What is needed –
Set down the material below word for word, excluding the pictures.

───── Records for this exercise

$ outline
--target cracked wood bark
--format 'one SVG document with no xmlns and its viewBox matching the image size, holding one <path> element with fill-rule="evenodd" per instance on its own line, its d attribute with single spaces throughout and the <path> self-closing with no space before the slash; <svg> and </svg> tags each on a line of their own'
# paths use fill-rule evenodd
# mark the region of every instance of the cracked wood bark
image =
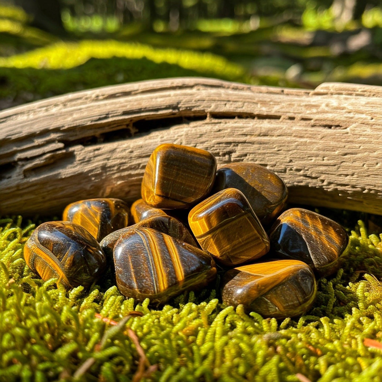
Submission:
<svg viewBox="0 0 382 382">
<path fill-rule="evenodd" d="M 280 175 L 294 202 L 382 214 L 382 88 L 314 90 L 203 78 L 78 92 L 0 113 L 0 214 L 60 214 L 99 196 L 132 201 L 159 144 Z"/>
</svg>

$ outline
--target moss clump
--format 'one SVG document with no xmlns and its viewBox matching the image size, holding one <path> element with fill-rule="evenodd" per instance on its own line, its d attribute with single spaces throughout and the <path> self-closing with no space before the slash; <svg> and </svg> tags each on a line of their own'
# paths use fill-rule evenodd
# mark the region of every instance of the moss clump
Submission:
<svg viewBox="0 0 382 382">
<path fill-rule="evenodd" d="M 382 276 L 382 234 L 368 236 L 358 224 L 344 268 L 319 281 L 309 314 L 278 322 L 225 306 L 214 290 L 180 296 L 159 310 L 126 299 L 115 286 L 66 291 L 26 266 L 23 248 L 34 225 L 3 219 L 0 380 L 71 380 L 93 357 L 81 380 L 131 380 L 135 345 L 95 315 L 118 321 L 135 310 L 144 315 L 127 325 L 157 365 L 154 380 L 298 381 L 301 374 L 320 382 L 380 381 L 382 349 L 364 341 L 382 340 L 382 283 L 374 277 Z M 357 281 L 361 271 L 369 274 Z"/>
</svg>

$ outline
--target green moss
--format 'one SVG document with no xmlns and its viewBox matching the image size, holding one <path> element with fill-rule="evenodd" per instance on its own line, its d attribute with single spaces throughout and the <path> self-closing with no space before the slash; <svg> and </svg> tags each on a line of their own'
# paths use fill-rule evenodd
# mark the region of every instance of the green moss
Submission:
<svg viewBox="0 0 382 382">
<path fill-rule="evenodd" d="M 213 290 L 158 310 L 125 299 L 115 286 L 66 291 L 26 266 L 30 222 L 3 219 L 0 227 L 0 380 L 71 380 L 92 357 L 81 380 L 131 380 L 134 345 L 95 314 L 118 321 L 134 310 L 144 315 L 127 325 L 158 365 L 155 380 L 298 381 L 298 373 L 320 382 L 381 380 L 382 350 L 363 341 L 382 339 L 382 283 L 374 278 L 382 276 L 382 234 L 368 236 L 361 221 L 343 269 L 319 281 L 311 311 L 279 322 L 225 307 Z"/>
<path fill-rule="evenodd" d="M 178 65 L 157 63 L 146 58 L 91 58 L 71 69 L 0 68 L 0 99 L 20 104 L 75 90 L 169 77 L 200 73 Z"/>
</svg>

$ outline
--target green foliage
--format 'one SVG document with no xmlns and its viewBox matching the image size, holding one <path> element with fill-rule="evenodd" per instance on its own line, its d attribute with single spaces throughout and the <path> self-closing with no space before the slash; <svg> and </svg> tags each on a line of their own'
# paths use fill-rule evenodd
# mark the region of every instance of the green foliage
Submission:
<svg viewBox="0 0 382 382">
<path fill-rule="evenodd" d="M 214 290 L 185 294 L 160 310 L 147 300 L 135 304 L 115 286 L 65 291 L 25 263 L 23 246 L 34 227 L 20 217 L 0 220 L 1 380 L 71 380 L 91 357 L 81 380 L 131 380 L 135 346 L 95 314 L 118 321 L 134 310 L 144 315 L 127 326 L 158 365 L 155 380 L 297 382 L 298 373 L 320 382 L 381 380 L 382 350 L 363 341 L 382 339 L 382 283 L 375 278 L 382 277 L 382 234 L 368 236 L 361 221 L 343 269 L 319 280 L 311 311 L 279 322 L 225 306 Z"/>
</svg>

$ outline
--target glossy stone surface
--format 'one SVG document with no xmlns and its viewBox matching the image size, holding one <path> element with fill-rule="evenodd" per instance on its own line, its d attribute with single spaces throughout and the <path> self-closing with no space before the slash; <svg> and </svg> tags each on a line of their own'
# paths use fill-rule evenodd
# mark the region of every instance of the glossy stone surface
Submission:
<svg viewBox="0 0 382 382">
<path fill-rule="evenodd" d="M 120 199 L 99 198 L 80 200 L 66 206 L 62 220 L 78 224 L 100 241 L 113 231 L 126 227 L 129 207 Z"/>
<path fill-rule="evenodd" d="M 187 208 L 210 191 L 216 160 L 208 151 L 165 144 L 151 154 L 142 181 L 141 193 L 157 208 Z"/>
<path fill-rule="evenodd" d="M 141 220 L 129 227 L 115 231 L 104 238 L 100 243 L 100 245 L 108 258 L 109 256 L 112 257 L 114 246 L 122 235 L 129 231 L 134 231 L 140 228 L 151 228 L 181 241 L 184 241 L 194 247 L 197 247 L 197 244 L 188 230 L 175 218 L 166 215 L 153 216 Z"/>
<path fill-rule="evenodd" d="M 278 260 L 239 267 L 222 280 L 223 302 L 242 304 L 248 312 L 264 317 L 300 316 L 311 307 L 317 294 L 312 270 L 296 260 Z"/>
<path fill-rule="evenodd" d="M 114 250 L 117 285 L 127 297 L 164 303 L 183 291 L 205 286 L 216 275 L 209 255 L 150 228 L 131 230 Z"/>
<path fill-rule="evenodd" d="M 199 203 L 188 223 L 202 248 L 220 264 L 231 267 L 269 250 L 267 234 L 243 193 L 227 188 Z"/>
<path fill-rule="evenodd" d="M 87 288 L 106 267 L 105 255 L 96 239 L 70 222 L 39 225 L 25 244 L 24 257 L 43 280 L 57 278 L 67 288 Z"/>
<path fill-rule="evenodd" d="M 143 199 L 138 199 L 131 204 L 130 209 L 134 223 L 139 223 L 148 217 L 166 215 L 165 212 L 160 208 L 154 208 L 145 203 Z"/>
<path fill-rule="evenodd" d="M 341 266 L 349 238 L 338 223 L 316 212 L 291 208 L 282 214 L 269 235 L 272 256 L 306 263 L 320 276 Z"/>
<path fill-rule="evenodd" d="M 278 216 L 288 196 L 286 186 L 279 176 L 254 163 L 231 163 L 218 170 L 212 192 L 231 188 L 244 194 L 265 225 Z"/>
</svg>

──────────

Final result –
$ outline
--target cracked wood bark
--format 'one SVG document with no xmlns and its viewBox matching the image size, holding one <path> element with fill-rule="evenodd" per instance on its own line, its d attribute with single spaces throughout and the <path> self-closing with no space before the slash; <svg> and </svg> tags each on a line of their own'
# paths use fill-rule evenodd
# mark the region of every instance of the cracked wood bark
image =
Submission:
<svg viewBox="0 0 382 382">
<path fill-rule="evenodd" d="M 280 175 L 294 202 L 382 214 L 382 88 L 314 90 L 203 78 L 78 92 L 0 113 L 0 214 L 60 214 L 99 196 L 132 201 L 159 144 Z"/>
</svg>

$ outline
--target moss clump
--format 'one SVG document with no xmlns and its viewBox matching the image size, holding one <path> element with fill-rule="evenodd" per instance on its own line, its d attribute with single spaces throughout and the <path> self-closing with no space before the slash; <svg> and </svg> tags each on a line of their own'
# paths use fill-rule evenodd
# mark the region of every instance of the moss clump
Submission:
<svg viewBox="0 0 382 382">
<path fill-rule="evenodd" d="M 382 276 L 382 234 L 368 236 L 358 224 L 344 268 L 319 281 L 309 314 L 278 322 L 225 306 L 214 290 L 180 296 L 159 310 L 126 299 L 115 286 L 66 291 L 26 266 L 23 248 L 34 225 L 3 219 L 0 380 L 71 380 L 93 357 L 81 380 L 131 380 L 135 345 L 95 315 L 118 321 L 135 310 L 144 315 L 127 325 L 157 365 L 154 380 L 298 381 L 301 374 L 320 382 L 380 381 L 382 349 L 364 341 L 382 340 L 382 283 L 374 277 Z M 357 281 L 361 271 L 369 274 Z"/>
</svg>

$ outline
--target green moss
--format 'one SVG document with no xmlns and its viewBox matching the image size, holding one <path> element with fill-rule="evenodd" per instance on its own line, its d attribute with single spaces throughout and the <path> self-closing with no space before the slash; <svg> and </svg> tags each on a line of their own'
# paths use fill-rule evenodd
# mark the region of every instance of the green moss
Submission:
<svg viewBox="0 0 382 382">
<path fill-rule="evenodd" d="M 213 290 L 158 310 L 125 299 L 115 286 L 66 291 L 26 266 L 30 222 L 3 219 L 0 227 L 0 380 L 71 380 L 92 357 L 81 380 L 131 380 L 134 345 L 95 314 L 118 321 L 134 310 L 144 315 L 127 325 L 158 365 L 155 380 L 298 381 L 298 373 L 320 382 L 381 380 L 382 350 L 363 341 L 382 339 L 382 283 L 374 278 L 382 276 L 382 234 L 368 236 L 361 221 L 343 269 L 319 281 L 311 311 L 279 322 L 225 307 Z"/>
<path fill-rule="evenodd" d="M 178 65 L 157 63 L 146 58 L 91 58 L 71 69 L 0 68 L 0 99 L 20 104 L 75 90 L 169 77 L 200 73 Z"/>
</svg>

$ outline
--target green foliage
--format 'one SVG document with no xmlns and its viewBox matching the image size, holding one <path> element with fill-rule="evenodd" per instance on its own line, its d attribute with single spaces throughout and the <path> self-closing with no space before the slash; <svg> and </svg> tags each on a line of their own'
# paths use fill-rule evenodd
# mark the region of every instance of the green foliage
Submission:
<svg viewBox="0 0 382 382">
<path fill-rule="evenodd" d="M 214 290 L 185 294 L 160 310 L 147 300 L 135 304 L 115 286 L 65 291 L 25 263 L 23 246 L 34 227 L 20 217 L 0 220 L 1 380 L 71 380 L 91 357 L 81 380 L 131 380 L 135 346 L 95 314 L 118 321 L 134 310 L 144 315 L 127 326 L 158 365 L 155 380 L 297 382 L 298 373 L 320 382 L 381 380 L 382 350 L 363 341 L 382 339 L 382 283 L 375 278 L 382 277 L 382 234 L 368 236 L 361 221 L 343 269 L 319 280 L 311 311 L 279 322 L 225 306 Z"/>
</svg>

$ outline
--target glossy stone surface
--format 'one SVG document with no xmlns and its viewBox matching the image size, holding one <path> element with fill-rule="evenodd" per instance on its own line, its d attribute with single spaces throughout and the <path> self-closing with no space before the slash; <svg> and </svg> tags each on a line of their own'
# paths use fill-rule evenodd
# mark the region of every instance of the glossy stone surface
Submission:
<svg viewBox="0 0 382 382">
<path fill-rule="evenodd" d="M 120 199 L 99 198 L 80 200 L 66 206 L 62 220 L 78 224 L 100 241 L 113 231 L 126 227 L 129 207 Z"/>
<path fill-rule="evenodd" d="M 187 208 L 210 191 L 216 160 L 208 151 L 165 144 L 151 154 L 142 181 L 141 193 L 157 208 Z"/>
<path fill-rule="evenodd" d="M 141 220 L 129 227 L 115 231 L 104 238 L 100 243 L 100 245 L 108 258 L 109 256 L 112 257 L 114 246 L 122 235 L 129 231 L 134 231 L 140 228 L 151 228 L 181 241 L 184 241 L 194 247 L 197 247 L 197 244 L 188 230 L 175 218 L 166 215 L 153 216 Z"/>
<path fill-rule="evenodd" d="M 278 260 L 239 267 L 222 280 L 223 302 L 242 304 L 248 312 L 264 317 L 300 316 L 311 307 L 317 294 L 312 270 L 296 260 Z"/>
<path fill-rule="evenodd" d="M 114 250 L 117 285 L 127 297 L 164 303 L 183 291 L 205 286 L 216 275 L 209 255 L 150 228 L 131 230 Z"/>
<path fill-rule="evenodd" d="M 199 203 L 188 223 L 202 248 L 220 264 L 231 267 L 269 250 L 267 234 L 243 193 L 227 188 Z"/>
<path fill-rule="evenodd" d="M 87 288 L 106 267 L 105 255 L 96 239 L 70 222 L 39 225 L 25 244 L 24 257 L 43 280 L 57 278 L 67 288 Z"/>
<path fill-rule="evenodd" d="M 143 199 L 138 199 L 131 204 L 130 209 L 134 223 L 139 223 L 148 217 L 166 215 L 165 212 L 160 208 L 154 208 L 145 203 Z"/>
<path fill-rule="evenodd" d="M 341 266 L 349 238 L 338 223 L 316 212 L 291 208 L 282 214 L 269 235 L 272 256 L 306 263 L 320 276 Z"/>
<path fill-rule="evenodd" d="M 278 216 L 288 196 L 286 186 L 279 176 L 254 163 L 231 163 L 218 170 L 212 192 L 231 188 L 244 194 L 265 225 Z"/>
</svg>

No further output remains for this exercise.